Referring expression data:
┏━━
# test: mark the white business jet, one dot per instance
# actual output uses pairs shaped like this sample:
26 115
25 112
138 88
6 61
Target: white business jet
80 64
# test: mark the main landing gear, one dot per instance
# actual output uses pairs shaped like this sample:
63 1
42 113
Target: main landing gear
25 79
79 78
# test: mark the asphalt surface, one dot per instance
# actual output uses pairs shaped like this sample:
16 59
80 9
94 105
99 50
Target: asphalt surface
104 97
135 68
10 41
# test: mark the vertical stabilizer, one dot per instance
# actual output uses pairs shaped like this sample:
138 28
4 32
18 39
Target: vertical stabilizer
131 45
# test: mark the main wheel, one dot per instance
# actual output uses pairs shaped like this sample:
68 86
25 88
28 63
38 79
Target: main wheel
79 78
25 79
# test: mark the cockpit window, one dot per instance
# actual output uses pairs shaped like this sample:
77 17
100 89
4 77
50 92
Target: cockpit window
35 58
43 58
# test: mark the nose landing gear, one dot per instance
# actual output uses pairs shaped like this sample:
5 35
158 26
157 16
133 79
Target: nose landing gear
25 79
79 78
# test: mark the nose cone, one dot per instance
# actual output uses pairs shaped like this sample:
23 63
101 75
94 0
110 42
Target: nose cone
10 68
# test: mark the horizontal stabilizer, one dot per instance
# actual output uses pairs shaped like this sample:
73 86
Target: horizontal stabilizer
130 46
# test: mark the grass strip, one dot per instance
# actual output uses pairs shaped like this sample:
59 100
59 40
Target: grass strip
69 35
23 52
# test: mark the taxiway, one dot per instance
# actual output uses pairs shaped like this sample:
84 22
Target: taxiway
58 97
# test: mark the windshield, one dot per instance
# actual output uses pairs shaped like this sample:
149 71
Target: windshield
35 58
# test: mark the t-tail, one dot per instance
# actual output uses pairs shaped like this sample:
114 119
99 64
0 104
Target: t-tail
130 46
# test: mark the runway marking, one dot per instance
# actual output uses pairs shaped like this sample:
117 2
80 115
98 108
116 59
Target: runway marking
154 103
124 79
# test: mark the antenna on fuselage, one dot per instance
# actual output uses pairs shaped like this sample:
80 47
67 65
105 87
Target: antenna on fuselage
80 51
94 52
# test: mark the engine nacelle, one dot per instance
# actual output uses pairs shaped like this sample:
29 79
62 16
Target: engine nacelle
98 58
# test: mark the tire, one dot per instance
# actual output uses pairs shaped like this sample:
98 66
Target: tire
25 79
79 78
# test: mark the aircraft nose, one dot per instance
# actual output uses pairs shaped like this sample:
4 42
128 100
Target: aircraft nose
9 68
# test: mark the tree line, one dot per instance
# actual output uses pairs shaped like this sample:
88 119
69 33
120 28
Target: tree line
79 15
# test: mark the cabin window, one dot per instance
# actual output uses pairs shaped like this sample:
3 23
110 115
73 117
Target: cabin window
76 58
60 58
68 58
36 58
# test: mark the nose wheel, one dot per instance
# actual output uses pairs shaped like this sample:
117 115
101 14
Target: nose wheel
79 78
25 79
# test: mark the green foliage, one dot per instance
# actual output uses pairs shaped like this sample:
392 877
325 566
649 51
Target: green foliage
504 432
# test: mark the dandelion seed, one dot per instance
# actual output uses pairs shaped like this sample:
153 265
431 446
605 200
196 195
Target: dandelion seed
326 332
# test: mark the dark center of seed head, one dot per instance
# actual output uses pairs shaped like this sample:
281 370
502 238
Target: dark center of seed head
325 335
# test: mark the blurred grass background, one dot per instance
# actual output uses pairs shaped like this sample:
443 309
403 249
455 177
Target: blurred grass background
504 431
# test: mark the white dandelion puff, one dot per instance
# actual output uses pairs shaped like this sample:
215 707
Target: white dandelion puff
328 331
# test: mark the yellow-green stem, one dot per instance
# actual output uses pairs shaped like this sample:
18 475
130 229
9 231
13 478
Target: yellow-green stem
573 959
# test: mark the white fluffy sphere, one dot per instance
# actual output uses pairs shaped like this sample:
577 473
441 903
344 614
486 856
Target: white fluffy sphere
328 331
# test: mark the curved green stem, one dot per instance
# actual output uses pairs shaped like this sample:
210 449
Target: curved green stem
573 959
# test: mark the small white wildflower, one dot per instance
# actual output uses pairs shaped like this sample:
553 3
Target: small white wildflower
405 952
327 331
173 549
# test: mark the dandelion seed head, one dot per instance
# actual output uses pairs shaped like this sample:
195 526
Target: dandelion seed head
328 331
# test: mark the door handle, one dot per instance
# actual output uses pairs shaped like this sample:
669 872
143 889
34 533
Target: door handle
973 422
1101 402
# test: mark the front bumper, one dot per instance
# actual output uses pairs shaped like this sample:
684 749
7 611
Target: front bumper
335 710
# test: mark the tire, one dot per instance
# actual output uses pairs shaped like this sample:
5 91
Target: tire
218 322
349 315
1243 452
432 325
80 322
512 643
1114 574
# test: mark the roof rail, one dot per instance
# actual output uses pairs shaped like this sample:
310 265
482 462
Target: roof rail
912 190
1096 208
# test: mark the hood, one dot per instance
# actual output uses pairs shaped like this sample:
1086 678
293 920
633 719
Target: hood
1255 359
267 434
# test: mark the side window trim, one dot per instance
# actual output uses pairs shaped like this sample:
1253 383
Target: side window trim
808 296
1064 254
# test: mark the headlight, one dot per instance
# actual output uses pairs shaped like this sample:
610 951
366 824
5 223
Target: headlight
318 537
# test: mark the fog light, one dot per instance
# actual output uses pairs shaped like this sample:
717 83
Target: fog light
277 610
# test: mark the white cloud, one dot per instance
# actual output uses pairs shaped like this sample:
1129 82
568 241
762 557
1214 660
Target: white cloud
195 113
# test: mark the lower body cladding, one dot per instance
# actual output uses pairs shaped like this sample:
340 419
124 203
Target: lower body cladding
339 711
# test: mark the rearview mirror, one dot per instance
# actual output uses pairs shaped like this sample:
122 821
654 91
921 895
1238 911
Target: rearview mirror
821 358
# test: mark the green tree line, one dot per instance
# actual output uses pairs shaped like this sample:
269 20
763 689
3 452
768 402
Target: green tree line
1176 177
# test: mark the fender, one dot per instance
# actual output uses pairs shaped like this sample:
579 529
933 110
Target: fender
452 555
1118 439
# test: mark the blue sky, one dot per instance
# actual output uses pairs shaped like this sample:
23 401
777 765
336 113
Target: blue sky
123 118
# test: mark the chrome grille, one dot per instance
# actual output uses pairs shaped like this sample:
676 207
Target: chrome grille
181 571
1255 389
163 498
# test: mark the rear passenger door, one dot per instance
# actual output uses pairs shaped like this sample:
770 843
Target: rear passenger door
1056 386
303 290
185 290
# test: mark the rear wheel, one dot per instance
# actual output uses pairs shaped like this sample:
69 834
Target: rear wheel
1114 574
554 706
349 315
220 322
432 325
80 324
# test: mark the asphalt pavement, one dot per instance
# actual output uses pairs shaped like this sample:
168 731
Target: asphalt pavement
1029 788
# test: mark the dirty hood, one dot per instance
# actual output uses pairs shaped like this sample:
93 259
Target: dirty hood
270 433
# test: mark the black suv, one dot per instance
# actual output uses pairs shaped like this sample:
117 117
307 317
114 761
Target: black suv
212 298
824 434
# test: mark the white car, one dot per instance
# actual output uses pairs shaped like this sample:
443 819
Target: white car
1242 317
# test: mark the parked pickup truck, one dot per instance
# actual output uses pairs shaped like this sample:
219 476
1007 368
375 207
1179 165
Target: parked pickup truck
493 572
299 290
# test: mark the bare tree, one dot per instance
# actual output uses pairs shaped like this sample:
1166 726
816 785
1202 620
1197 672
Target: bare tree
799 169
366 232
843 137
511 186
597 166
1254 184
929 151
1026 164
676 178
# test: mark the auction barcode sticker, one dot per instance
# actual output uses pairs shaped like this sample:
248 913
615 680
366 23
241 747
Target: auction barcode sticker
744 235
┗━━
Output exactly the lines of the records from the first through the one bearing "# test: mark the taxiway, one", both ends included.

(Answer below):
# test: mark the white business jet, one dot per instance
# actual output uses pairs shaped like this sample:
26 115
25 112
138 88
6 61
Target: white business jet
80 64
# test: mark the main landing gear, one dot per instance
# actual output uses pairs shaped like this sample:
63 1
42 113
Target: main landing gear
25 79
79 78
# test: mark the asphalt surface, one dot per instance
# actual output uses pairs shaped like this sample:
16 59
80 9
94 105
99 50
Target: asphalt surface
104 97
135 68
10 41
# test: mark the vertical stabilizer, one dot per instance
# actual output uses pairs shaped like this sample:
138 28
4 32
18 39
Target: vertical stabilizer
131 45
# test: mark the main wheel, one dot per instance
# actual output uses pairs shaped like this sample:
68 86
25 88
28 63
38 79
Target: main wheel
79 78
25 79
# test: mark the cockpit window, one dot per instance
# actual output uses pairs shaped like this sample:
77 17
100 89
4 77
50 92
Target: cockpit window
35 58
43 58
# test: mark the nose landing gear, one dot per instance
# actual output uses pairs shaped like this sample:
5 35
158 26
157 16
133 79
Target: nose landing gear
25 79
79 78
# test: mark the nose cone, one dot per instance
# actual output uses pairs shaped like this sample:
23 63
101 75
94 0
110 42
Target: nose cone
10 68
# test: mark the horizontal stabilizer, one dot per instance
# actual output uses pairs shaped like this sample:
73 86
Target: horizontal stabilizer
130 46
# test: mark the grass strip, one dot per instance
# actual output uses pairs shaped like this sample:
59 100
59 40
Target: grass strip
69 35
23 52
# test: mark the taxiway, one dot per instance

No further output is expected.